(Beginning of PROVIDED INFORMATION)
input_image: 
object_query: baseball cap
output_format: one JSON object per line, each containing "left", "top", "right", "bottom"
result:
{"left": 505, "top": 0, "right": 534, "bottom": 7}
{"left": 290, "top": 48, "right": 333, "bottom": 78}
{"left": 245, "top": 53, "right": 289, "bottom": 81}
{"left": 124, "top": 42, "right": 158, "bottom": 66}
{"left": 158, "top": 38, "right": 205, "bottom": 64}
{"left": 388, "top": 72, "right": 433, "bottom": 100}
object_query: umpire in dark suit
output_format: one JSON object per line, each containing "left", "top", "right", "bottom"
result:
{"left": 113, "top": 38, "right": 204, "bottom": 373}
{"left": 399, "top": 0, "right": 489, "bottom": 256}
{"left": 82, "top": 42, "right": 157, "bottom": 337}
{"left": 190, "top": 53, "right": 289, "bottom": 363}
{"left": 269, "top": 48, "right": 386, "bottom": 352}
(End of PROVIDED INFORMATION)
Print the data in full. Match it exactly.

(RESPONSE TO THIS EXERCISE)
input_image: 
object_query: baseball cap
output_format: one JSON object per line, each containing "left", "top", "right", "bottom"
result:
{"left": 505, "top": 0, "right": 534, "bottom": 7}
{"left": 290, "top": 48, "right": 333, "bottom": 78}
{"left": 245, "top": 53, "right": 289, "bottom": 81}
{"left": 124, "top": 42, "right": 158, "bottom": 66}
{"left": 158, "top": 38, "right": 205, "bottom": 64}
{"left": 388, "top": 72, "right": 433, "bottom": 100}
object_query: umpire in dark suit
output_format: one JSON object per line, each containing "left", "top", "right", "bottom"
result:
{"left": 113, "top": 38, "right": 204, "bottom": 373}
{"left": 399, "top": 0, "right": 489, "bottom": 256}
{"left": 82, "top": 42, "right": 157, "bottom": 337}
{"left": 190, "top": 53, "right": 289, "bottom": 363}
{"left": 269, "top": 48, "right": 386, "bottom": 352}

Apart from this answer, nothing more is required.